WHAT IS REQUIRED:
Copy out the lines of the records verbatim, from the line containing "Outline any spire you see." through the line containing "0, 0, 348, 433", including both of those lines.

PROVIDED RECORDS:
-- START --

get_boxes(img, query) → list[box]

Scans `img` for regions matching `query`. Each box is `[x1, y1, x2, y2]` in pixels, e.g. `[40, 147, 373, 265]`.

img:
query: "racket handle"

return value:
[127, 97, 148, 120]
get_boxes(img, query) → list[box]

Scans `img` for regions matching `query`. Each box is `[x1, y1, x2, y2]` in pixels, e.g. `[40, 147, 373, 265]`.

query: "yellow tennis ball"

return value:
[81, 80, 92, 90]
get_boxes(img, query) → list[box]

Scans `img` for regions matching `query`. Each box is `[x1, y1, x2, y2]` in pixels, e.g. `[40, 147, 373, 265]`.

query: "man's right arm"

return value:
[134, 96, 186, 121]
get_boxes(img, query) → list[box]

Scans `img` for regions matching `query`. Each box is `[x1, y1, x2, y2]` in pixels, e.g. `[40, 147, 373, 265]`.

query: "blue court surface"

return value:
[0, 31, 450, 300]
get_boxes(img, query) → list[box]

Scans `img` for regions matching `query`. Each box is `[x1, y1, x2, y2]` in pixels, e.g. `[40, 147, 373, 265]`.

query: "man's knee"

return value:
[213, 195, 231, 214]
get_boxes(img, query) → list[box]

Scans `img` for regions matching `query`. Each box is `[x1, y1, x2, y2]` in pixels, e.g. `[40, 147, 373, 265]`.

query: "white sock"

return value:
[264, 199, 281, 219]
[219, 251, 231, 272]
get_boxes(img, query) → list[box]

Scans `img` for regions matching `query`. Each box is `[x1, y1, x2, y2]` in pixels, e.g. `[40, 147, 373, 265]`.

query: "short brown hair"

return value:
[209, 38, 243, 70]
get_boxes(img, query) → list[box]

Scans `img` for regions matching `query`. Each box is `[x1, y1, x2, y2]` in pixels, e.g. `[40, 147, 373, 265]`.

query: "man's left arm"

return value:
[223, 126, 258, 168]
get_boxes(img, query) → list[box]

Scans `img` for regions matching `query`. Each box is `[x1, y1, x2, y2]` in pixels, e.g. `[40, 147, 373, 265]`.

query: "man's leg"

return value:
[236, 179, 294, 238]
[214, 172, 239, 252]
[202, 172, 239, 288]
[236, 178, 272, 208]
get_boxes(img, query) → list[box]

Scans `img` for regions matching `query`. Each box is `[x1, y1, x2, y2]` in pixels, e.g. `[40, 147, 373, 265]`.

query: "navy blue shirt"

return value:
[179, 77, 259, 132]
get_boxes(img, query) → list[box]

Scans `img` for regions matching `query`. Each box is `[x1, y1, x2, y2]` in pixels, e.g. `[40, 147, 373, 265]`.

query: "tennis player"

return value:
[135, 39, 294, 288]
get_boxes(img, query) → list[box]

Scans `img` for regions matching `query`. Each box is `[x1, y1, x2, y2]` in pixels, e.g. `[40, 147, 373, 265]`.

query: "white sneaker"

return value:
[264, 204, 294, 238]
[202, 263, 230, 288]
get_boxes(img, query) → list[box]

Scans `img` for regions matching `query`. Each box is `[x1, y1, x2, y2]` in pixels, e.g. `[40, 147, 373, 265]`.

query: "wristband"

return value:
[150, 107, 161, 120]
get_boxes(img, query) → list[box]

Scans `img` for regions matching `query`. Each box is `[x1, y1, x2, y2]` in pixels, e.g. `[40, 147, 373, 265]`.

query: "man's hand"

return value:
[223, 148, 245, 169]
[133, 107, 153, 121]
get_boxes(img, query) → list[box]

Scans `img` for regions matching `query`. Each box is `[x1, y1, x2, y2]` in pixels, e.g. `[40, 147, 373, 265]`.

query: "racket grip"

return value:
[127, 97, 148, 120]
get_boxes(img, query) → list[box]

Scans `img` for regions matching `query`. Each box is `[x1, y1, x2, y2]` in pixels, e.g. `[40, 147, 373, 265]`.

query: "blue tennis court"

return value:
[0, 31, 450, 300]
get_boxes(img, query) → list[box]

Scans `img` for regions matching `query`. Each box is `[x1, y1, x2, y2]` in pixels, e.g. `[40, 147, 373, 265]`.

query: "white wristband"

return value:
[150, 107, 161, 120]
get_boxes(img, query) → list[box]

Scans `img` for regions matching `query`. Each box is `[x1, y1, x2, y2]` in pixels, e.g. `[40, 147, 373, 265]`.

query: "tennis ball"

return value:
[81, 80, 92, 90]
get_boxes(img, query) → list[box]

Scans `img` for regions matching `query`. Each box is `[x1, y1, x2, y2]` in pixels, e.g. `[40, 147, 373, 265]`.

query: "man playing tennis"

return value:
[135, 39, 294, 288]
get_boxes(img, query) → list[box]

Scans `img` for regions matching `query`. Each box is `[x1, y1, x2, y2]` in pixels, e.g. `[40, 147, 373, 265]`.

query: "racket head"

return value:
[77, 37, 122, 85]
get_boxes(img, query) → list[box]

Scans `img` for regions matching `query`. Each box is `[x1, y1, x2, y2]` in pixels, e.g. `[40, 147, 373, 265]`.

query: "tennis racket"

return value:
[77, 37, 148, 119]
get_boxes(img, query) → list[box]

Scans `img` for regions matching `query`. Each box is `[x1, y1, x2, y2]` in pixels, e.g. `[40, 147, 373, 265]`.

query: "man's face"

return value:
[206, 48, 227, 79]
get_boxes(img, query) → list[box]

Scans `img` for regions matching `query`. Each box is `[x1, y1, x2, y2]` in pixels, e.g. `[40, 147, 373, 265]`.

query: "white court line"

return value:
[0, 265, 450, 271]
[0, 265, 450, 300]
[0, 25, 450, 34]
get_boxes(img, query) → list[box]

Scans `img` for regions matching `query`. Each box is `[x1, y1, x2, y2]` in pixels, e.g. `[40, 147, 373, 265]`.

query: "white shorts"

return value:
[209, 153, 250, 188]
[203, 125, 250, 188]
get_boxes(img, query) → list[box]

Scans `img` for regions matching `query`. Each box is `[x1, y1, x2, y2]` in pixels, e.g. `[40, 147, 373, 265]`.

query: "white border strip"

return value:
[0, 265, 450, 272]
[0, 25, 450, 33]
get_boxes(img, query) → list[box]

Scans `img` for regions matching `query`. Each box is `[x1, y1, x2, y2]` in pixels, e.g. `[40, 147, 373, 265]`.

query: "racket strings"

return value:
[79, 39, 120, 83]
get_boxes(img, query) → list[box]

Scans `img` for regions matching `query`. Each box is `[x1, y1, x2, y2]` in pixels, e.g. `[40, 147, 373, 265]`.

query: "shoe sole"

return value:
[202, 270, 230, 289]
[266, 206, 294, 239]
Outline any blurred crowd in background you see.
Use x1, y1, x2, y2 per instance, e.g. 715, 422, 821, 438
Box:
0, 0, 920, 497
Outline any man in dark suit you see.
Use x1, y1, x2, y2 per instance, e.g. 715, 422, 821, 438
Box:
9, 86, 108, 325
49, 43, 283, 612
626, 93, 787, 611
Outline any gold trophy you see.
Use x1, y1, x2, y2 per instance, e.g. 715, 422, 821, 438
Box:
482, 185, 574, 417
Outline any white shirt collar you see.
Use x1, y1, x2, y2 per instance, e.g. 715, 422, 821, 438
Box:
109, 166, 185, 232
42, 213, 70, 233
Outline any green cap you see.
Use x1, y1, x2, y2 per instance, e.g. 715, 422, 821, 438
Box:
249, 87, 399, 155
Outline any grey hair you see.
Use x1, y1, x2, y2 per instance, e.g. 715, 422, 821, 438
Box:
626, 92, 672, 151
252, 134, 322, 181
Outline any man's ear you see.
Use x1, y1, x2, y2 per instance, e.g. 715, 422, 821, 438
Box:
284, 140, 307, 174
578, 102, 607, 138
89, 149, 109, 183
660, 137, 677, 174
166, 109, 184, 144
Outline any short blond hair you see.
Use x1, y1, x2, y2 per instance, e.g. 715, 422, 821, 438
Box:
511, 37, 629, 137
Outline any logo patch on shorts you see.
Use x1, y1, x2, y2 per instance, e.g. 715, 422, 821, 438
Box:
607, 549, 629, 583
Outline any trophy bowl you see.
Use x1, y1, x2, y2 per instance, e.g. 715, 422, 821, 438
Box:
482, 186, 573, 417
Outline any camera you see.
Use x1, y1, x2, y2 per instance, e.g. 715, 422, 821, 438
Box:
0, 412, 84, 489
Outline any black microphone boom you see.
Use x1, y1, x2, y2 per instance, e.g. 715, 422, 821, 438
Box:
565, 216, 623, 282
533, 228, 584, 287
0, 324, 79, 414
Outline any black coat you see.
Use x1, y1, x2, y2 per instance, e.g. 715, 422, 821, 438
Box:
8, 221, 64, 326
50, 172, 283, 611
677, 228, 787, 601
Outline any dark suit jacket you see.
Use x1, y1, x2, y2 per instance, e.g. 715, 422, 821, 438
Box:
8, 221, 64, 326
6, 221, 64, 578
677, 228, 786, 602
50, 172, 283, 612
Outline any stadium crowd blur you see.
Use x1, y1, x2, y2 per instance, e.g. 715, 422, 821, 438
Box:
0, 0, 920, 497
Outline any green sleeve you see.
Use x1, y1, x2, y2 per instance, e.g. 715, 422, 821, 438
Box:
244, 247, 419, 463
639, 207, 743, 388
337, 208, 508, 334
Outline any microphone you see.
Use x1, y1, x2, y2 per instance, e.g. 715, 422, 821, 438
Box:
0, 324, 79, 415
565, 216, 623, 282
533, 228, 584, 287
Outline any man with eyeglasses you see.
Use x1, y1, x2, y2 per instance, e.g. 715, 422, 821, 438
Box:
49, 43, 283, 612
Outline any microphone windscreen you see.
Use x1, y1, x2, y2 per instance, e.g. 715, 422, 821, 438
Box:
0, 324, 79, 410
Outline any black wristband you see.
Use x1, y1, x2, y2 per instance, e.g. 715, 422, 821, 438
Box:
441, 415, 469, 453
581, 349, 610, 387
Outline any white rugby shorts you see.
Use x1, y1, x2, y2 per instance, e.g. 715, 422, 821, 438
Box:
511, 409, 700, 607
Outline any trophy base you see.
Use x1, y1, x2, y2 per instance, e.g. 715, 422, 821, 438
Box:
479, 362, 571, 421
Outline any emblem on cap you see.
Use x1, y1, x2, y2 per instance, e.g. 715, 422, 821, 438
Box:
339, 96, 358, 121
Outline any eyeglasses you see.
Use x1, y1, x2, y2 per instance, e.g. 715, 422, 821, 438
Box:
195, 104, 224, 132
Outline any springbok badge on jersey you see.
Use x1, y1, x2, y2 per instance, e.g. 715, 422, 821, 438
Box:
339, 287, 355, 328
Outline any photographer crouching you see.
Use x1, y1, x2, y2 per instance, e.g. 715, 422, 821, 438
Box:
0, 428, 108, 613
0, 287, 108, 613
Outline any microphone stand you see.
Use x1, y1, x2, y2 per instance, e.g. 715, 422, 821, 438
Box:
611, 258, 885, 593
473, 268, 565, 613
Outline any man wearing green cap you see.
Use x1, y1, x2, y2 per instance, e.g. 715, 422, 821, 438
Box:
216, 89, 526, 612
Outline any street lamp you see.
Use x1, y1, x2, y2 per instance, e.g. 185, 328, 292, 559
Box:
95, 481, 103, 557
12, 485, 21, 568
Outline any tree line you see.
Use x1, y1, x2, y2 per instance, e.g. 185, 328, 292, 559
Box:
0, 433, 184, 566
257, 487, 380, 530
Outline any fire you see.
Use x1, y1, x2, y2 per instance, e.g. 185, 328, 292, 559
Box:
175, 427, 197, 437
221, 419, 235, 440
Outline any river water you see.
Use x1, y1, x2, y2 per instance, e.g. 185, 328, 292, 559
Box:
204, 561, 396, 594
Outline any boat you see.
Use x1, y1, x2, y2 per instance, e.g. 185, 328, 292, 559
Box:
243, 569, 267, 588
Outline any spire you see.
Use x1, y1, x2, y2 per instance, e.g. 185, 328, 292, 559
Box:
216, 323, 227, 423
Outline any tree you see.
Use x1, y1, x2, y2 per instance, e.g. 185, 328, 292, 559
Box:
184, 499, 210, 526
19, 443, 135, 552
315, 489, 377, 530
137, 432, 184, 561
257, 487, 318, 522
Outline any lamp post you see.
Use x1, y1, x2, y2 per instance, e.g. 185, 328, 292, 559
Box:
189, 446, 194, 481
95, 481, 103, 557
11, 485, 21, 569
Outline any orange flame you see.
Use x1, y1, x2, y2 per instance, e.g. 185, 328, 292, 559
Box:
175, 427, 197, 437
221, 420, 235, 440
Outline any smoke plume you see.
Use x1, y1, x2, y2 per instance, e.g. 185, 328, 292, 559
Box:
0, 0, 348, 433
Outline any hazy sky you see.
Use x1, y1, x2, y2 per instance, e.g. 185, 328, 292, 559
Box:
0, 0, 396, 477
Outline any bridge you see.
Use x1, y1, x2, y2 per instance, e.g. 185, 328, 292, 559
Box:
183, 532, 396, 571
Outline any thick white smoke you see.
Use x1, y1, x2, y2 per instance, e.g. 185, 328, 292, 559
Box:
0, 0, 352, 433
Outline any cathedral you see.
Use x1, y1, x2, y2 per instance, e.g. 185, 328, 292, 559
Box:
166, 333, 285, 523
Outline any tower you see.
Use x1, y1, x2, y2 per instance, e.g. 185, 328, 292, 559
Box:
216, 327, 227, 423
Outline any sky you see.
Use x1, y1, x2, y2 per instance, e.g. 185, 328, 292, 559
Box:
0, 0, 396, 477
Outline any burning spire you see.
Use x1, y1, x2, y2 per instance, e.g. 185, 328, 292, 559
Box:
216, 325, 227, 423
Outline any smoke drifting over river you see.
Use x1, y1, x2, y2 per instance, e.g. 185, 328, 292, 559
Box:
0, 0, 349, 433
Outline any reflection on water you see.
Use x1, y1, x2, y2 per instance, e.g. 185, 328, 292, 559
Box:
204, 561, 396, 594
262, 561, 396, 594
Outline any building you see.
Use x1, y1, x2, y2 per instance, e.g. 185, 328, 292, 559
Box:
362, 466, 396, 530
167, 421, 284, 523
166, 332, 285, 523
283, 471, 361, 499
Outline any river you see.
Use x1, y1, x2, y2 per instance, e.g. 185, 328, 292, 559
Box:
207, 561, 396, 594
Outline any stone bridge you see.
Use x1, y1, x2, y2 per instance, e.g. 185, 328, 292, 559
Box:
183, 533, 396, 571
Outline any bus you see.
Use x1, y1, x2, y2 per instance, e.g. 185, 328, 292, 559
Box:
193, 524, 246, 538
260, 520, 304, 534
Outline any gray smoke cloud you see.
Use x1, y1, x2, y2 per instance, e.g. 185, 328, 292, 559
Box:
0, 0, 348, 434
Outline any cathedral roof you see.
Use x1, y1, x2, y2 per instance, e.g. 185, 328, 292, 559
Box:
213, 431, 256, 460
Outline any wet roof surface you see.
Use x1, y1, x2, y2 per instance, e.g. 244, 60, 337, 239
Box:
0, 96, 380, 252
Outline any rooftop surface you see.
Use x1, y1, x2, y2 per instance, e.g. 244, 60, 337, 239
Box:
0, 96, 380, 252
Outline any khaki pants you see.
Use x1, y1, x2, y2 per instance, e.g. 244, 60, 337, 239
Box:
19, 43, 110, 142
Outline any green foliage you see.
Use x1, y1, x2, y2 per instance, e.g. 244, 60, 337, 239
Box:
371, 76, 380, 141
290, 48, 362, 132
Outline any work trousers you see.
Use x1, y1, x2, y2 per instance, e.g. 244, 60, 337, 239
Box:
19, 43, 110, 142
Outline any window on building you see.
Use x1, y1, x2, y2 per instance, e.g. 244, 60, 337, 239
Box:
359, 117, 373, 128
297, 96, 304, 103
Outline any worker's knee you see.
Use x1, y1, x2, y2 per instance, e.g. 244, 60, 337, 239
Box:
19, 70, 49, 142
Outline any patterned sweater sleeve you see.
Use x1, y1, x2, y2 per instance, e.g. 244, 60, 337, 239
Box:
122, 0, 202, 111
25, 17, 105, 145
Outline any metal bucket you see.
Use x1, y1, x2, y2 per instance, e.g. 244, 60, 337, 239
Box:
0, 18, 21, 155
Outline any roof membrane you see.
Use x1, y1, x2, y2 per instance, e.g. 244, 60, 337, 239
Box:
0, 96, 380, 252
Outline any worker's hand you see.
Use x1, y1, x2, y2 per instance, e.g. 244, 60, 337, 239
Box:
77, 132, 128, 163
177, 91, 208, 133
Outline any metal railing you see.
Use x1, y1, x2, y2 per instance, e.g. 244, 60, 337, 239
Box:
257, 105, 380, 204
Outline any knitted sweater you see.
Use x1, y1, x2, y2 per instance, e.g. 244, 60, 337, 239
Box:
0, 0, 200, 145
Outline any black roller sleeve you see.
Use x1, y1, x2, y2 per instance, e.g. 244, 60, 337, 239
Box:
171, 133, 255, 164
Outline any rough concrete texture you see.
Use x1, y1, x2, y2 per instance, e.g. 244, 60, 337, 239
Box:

-- END --

EXERCISE SOLUTION:
Outline any spire you see.
Use x1, y1, x2, y2 per instance, e.g. 185, 328, 292, 559
Box:
216, 323, 227, 423
Outline any tree you see.
Use x1, y1, x2, y2 per instance, e.g. 185, 328, 292, 559
Box:
184, 499, 210, 526
19, 443, 135, 552
315, 489, 377, 530
137, 432, 184, 561
257, 487, 318, 522
Outline any lamp post you see.
Use x1, y1, x2, y2 per instance, e.g. 185, 328, 292, 559
Box:
189, 446, 194, 481
95, 481, 103, 557
11, 485, 21, 569
Outline any orange flame you see.
Use x1, y1, x2, y2 per instance, e.g. 185, 328, 292, 559
Box:
175, 427, 197, 437
221, 420, 235, 440
Outline any smoke plume you see.
Use x1, y1, x2, y2 per instance, e.g. 185, 328, 292, 559
Box:
0, 0, 348, 433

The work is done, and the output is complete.